**Fragmento de origen:**

════════

Para los que hayan decidido
compartir estos comentarios, sin haber leído los anteriores que tengo escritos,
quiero anticiparles algunas ideas que pueden ponerles en situación.
Soy mujer ¡Ahí es nada! profesional
y “forofa” defensora de que mis
congéneres trabajen; para subsanar, con sus características femeninas, muchas
carencias de las que sufre el mundo empresarial.
Se puede deducir, por tanto, que
estoy en contra de la igualdad que obliga a la mujer a demostrar que para ser
valorada, debe tener un comportamiento varonil, renunciando a cosas tan
maravillosas como la maternidad, orgullo de nuestra especie. Otra cosa muy
distinta, es que la mujer utilice este don divino, como moneda de cambio para
lograr una posición, que no le corresponde.
Católica convencida y practicante;
lectora asidua de la Biblia en su totalidad, he intentado fundamentar mi vida
en la del propio Cristo, tarea nada fácil que me exige levantarme en cada caída
–que es más habitual de lo que desearía-, hacer un acto de humildad frente al
orgullo herido, y comenzar y recomenzar sin descanso.

════════

**Datos de origen:**
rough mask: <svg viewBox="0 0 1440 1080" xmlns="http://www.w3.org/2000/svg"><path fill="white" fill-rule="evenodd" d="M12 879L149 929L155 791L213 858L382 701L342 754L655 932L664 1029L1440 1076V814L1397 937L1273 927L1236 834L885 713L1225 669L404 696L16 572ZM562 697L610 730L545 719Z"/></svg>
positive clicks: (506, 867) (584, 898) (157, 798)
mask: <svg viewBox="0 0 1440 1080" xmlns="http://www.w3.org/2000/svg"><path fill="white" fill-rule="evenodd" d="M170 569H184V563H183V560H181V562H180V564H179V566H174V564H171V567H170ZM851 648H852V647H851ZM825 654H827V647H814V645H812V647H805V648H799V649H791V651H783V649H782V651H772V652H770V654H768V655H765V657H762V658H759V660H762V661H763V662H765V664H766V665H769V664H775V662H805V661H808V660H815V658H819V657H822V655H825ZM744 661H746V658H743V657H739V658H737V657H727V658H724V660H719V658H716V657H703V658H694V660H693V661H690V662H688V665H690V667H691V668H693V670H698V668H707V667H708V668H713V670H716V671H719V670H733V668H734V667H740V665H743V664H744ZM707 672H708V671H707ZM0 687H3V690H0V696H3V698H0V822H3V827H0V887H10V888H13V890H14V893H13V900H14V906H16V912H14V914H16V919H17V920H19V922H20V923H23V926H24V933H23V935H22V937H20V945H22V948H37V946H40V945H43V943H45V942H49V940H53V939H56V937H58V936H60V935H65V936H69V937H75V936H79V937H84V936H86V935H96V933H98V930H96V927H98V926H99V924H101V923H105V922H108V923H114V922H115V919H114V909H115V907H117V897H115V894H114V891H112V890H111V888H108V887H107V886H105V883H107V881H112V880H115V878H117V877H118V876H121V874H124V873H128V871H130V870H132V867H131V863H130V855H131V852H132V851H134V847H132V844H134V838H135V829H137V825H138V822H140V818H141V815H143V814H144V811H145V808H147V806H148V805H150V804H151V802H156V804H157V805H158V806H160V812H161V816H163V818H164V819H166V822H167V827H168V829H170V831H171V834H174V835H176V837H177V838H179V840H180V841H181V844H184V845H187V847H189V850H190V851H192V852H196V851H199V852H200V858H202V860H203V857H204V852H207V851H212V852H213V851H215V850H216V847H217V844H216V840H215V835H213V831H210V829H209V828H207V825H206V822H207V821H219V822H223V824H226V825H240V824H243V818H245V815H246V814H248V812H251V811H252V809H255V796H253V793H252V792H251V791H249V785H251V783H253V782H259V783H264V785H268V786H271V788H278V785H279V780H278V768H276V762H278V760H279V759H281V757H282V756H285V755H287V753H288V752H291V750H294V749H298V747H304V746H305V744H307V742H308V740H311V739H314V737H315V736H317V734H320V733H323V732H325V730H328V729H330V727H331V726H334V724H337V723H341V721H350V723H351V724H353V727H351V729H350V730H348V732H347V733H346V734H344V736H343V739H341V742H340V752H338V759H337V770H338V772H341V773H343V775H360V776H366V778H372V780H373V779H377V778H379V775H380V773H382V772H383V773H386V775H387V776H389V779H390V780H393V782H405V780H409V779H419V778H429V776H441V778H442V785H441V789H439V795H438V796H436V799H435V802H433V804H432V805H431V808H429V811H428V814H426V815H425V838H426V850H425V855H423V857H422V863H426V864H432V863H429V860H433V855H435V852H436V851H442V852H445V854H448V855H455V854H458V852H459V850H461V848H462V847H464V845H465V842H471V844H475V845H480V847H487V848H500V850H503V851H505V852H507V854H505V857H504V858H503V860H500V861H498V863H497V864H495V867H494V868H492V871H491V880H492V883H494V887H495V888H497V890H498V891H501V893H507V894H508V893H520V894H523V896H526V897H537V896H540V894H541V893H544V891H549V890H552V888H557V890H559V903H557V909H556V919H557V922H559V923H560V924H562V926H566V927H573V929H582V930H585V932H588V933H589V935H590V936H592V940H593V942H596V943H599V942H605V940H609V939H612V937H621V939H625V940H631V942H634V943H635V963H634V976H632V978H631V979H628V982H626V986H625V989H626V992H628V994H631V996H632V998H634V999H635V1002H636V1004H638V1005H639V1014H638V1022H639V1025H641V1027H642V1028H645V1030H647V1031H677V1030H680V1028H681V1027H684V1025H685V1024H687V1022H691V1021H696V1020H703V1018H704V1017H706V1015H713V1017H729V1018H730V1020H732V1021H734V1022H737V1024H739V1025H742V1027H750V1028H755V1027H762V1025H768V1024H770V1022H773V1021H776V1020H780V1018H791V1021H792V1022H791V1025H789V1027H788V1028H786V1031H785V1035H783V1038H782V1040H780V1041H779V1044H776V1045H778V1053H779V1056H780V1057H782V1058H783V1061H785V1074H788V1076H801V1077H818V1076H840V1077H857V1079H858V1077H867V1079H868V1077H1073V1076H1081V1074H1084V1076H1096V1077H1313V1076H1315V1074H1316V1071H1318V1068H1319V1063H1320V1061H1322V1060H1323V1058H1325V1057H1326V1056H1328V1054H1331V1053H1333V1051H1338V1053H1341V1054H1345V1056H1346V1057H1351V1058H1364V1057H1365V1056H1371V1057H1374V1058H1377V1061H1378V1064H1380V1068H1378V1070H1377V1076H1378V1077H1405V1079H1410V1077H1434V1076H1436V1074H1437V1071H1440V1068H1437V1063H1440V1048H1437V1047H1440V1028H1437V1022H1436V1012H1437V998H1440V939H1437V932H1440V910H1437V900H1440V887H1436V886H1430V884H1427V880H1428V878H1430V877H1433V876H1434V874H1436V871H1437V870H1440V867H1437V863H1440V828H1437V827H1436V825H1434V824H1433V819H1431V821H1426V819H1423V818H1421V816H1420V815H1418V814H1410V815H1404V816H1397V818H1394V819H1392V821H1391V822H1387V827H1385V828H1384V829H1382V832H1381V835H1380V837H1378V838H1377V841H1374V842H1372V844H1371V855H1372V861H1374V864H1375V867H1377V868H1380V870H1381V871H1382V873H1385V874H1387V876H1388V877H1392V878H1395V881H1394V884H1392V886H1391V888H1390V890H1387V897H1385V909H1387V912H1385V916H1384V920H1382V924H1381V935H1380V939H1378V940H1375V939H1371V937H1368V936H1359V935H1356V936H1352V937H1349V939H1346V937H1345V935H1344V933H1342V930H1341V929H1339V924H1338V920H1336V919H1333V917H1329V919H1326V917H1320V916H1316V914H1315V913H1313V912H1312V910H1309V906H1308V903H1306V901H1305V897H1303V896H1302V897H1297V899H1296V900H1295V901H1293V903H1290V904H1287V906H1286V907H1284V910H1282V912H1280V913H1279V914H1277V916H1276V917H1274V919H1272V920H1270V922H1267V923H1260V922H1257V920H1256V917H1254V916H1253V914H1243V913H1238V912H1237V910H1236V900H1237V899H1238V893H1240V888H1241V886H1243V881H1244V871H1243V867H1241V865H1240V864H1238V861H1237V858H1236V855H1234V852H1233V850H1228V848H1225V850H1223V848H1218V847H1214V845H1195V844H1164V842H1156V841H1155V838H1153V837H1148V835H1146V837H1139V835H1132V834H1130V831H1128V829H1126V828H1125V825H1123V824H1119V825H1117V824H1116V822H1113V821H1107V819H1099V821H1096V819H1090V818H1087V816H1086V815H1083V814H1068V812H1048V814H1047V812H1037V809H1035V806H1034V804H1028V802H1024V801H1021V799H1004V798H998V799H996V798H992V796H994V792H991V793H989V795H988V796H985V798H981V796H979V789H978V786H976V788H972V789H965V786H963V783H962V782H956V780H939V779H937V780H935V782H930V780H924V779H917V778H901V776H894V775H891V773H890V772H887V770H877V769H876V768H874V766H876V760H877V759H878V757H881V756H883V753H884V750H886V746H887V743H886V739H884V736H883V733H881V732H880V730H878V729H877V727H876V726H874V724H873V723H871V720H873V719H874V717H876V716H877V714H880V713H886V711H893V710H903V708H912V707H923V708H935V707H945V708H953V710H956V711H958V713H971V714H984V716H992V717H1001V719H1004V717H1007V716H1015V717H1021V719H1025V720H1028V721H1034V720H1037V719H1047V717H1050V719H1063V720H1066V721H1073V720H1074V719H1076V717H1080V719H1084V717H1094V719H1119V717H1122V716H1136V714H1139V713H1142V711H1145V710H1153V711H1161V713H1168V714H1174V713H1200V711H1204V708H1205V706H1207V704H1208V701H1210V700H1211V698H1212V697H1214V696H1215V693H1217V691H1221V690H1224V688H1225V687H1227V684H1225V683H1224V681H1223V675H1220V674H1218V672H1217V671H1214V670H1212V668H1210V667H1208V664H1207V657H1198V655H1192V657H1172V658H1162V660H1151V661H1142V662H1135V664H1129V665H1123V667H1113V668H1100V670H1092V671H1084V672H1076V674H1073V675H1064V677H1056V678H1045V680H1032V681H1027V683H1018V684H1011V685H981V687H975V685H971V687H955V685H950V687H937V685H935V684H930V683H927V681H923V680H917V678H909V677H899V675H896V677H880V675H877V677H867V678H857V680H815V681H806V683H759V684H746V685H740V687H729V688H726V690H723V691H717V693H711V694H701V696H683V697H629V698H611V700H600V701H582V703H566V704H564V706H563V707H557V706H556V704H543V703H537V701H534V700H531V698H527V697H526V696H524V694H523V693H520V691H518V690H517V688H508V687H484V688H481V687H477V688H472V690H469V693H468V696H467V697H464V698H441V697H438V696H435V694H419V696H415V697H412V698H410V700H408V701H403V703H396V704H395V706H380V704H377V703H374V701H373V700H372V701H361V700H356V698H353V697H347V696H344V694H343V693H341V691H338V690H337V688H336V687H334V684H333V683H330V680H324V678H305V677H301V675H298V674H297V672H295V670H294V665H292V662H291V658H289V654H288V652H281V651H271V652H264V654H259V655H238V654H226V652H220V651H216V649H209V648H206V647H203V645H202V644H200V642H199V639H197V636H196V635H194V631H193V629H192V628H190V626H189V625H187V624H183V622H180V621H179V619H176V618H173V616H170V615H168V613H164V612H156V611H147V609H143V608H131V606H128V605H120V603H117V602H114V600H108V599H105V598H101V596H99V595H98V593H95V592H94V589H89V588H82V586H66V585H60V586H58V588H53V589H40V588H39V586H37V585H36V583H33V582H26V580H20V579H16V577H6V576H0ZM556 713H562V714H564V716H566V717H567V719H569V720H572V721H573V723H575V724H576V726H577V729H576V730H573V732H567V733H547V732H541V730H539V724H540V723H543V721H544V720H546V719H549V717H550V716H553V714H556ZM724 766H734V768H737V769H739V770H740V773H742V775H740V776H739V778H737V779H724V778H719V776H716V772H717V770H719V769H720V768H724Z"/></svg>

════════

**Ejercicios propuestos:**
A. Según el fragmento, ¿qué libro dice leer asiduamente quien escribe?
B. Resume en una o dos oraciones el párrafo del fragmento que comienza con «Se puede deducir, por tanto».

**Soluciones:**
A. La Biblia, en su totalidad.

B. La autora rechaza la igualdad que obliga a la mujer a comportarse de forma varonil y a renunciar a la maternidad para ser valorada. Tampoco acepta que la mujer use la maternidad como moneda de cambio para lograr una posición que no le corresponde.